**Text extract**:

+++

I.M.D. USA, Inc. v. Shalit

92 F. Supp. 2d 315 | S.D.N.Y. | 2000

92 F. Supp. 2d 315 (2000)

I.M.D. USA, INC., Plaintiff,
v.
Shai SHALIT, Defendant.

No. 00CIV0540(LAK).

United States District Court, S.D. New York.

April 14, 2000.

Samuel M. Stone, Stone & Stone, New York City, for Plaintiff.

Alan Wasser, Flower, Medalie & Markowitz, Oyster Bay, NY, for Defendant.

MEMORANDUM OPINION

KAPLAN, District Judge.

This matter is before the Court on defendant's motion to dismiss for lack of personal jurisdiction and proper venue or, alternatively, to transfer the action to the District of South Carolina.

Facts

Plaintiff I.M.D. USA, Inc. ("IMD") is a diamond wholesaler located in New York City. In August 1998, one of its officers met the defendant, Shai Shalit, at a social event in Brooklyn which led to an agreement pursuant to which IMD would consign diamonds to Shalit in South Carolina for sale by him at prices approved by IMD. Upon sale of the diamonds, Shalit either would remit, or cause the purchaser to remit, the proceeds to IMD. IMD in exchange paid Shalit $200 per week for out of pocket expenses and a commission on sales. Over the ensuing year, IMD made a number of shipments, valued at $5,000 to $15,000 each, to Shalit, and the arrangement proceeded as planned.

In August 1999, Shalit again came to New York. During the visit, the parties agreed that IMD would expand the volume of diamonds entrusted to Shalit for sale and in fact entrusted to him stones worth in excess of $110,000. IMD has brought this action in consequence of its contention that Shalit has paid for or returned stones worth only about $30,000 and has refused either to pay for or return the balance.

The complaint contains four claims for relief. The first and second are for breach of contract, the third conversion, and the fourth unjust enrichment. It seeks damages and return of the missing diamonds. Jurisdiction is based on diversity of citizenship.

*316 Discussion

Section 1391(a) of the Judicial Code, as amended,[1] provides as follows:

"A civil action wherein jurisdiction is founded only on diversity of citizenship may, except as otherwise provided by law, be brought only in (1) a judicial district where any defendant resides, if all defendants reside in the same State, (2) a judicial district in which a substantial part of the events or omissions giving rise to the claim occurred, or a substantial part of the property that is the subject of the action is situated, or (3) a judicial district in which any defendant is subject to personal jurisdiction at the time the action is commenced, if there is no district in which the action may otherwise be brought."

Shalit contends that this statute must be read in a hierarchical or disjunctive fashion, e.g., that clause (2) operates only if clause (1) is not satisfied. As he is the only defendant and a resident of South Carolina, he therefore argues that clause (2) does not apply here and that South Carolina is the only proper venue in this case. He relies exclusively on Dashman v. Peter Letterese and Associates, Inc.,[2] in which another judge of this Court reached that conclusion.

+++

**Provided information**:
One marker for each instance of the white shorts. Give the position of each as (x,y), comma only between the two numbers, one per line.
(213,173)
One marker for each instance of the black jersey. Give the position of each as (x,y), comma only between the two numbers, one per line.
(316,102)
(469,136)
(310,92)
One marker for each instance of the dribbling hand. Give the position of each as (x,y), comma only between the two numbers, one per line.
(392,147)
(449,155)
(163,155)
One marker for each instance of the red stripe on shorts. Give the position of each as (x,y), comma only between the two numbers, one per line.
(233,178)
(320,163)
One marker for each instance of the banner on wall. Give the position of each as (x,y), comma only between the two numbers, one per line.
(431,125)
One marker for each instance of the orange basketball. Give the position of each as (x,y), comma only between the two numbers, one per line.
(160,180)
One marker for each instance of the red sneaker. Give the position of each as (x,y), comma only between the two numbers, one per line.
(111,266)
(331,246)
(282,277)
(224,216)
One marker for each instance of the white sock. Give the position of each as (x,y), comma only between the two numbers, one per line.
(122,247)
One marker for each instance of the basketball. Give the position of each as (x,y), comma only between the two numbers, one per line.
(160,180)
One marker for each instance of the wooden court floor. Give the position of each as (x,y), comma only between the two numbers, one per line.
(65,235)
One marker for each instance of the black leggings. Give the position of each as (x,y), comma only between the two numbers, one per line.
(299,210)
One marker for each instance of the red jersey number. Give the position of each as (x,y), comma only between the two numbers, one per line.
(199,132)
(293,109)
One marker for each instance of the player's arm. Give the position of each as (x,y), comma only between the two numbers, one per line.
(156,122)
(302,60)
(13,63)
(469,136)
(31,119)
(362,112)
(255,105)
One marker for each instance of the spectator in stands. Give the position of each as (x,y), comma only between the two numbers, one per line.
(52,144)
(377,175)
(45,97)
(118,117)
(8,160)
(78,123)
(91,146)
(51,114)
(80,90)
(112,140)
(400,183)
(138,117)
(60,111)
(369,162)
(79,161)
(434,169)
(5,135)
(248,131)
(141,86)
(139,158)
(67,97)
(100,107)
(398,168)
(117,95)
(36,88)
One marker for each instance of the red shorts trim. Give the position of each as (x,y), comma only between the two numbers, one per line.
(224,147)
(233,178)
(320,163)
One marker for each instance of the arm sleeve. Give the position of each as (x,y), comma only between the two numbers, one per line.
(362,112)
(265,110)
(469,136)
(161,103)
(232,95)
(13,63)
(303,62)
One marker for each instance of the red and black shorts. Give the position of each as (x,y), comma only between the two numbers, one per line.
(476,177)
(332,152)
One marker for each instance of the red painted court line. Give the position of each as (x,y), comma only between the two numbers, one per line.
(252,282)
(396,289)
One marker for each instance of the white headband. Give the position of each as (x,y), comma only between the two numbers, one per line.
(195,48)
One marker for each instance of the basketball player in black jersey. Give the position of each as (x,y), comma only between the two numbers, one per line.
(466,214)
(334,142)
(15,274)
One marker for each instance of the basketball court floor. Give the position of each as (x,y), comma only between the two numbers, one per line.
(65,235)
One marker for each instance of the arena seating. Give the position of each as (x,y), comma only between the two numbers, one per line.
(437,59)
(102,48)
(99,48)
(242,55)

+++

Continue the court opinion on the diamond consignment dispute, starting right after its last sentence.

**The response**:
Dashman and the parallel Section 1391(b) cases upon which it relied are based on the history of the statute. Until 1963, venue in most cases was based entirely on the residence either of all defendants or of all plaintiffs and all defendants, depending upon whether jurisdiction was based on diversity or the presence of a federal question. This created difficulties in cases in which multiple parties on one or both sides of the case were not residents of the same judicial district, thus creating a so-called "venue gap"-situations in which subject matter jurisdiction existed but there was no proper venue. Congress subsequently amended Section 1391 in 1963, 1966, and 1990, ultimately adding clause (2) in its present form. Focusing on language in Leroy v. Great Western United Corp.[3] to the effect that the purpose of the 1966 amendment was to close the venue gap, Dashman and its progenitors reasoned that clause (2) is applicable only where venue could not be laid in any district under clause (1).[4]

Dashman and cases to similar effect have met with only limited acceptance. The best known commentators on federal practice reject them as unduly restrictive.[5] Another judge in this district recently held that venue is proper if any of the clauses of Section 1391(b) is satisfied,[6] a result directly inconsistent with the rationale of Dashman. And this seems to be the sounder view.

For one thing, the language of Sections 1391(a) and (b) is crystal clear. Both make it plain that venue is appropriate if any of their three clauses is satisfied. And where the language of the statute is so clear, resort to even the most explicit legislative history simply is inappropriate.[7] Moreover, the legislative history of the amendments to Section 1391 does not support the view that Congress intended to do nothing more than close the so-called venue gap.[8] In consequence, this Court rejects Shalit's contention that venue in this *317 case may be supported only by clause (1). Accordingly, the question becomes whether a substantial part of the events or omissions giving rise to the claim occurred in this district.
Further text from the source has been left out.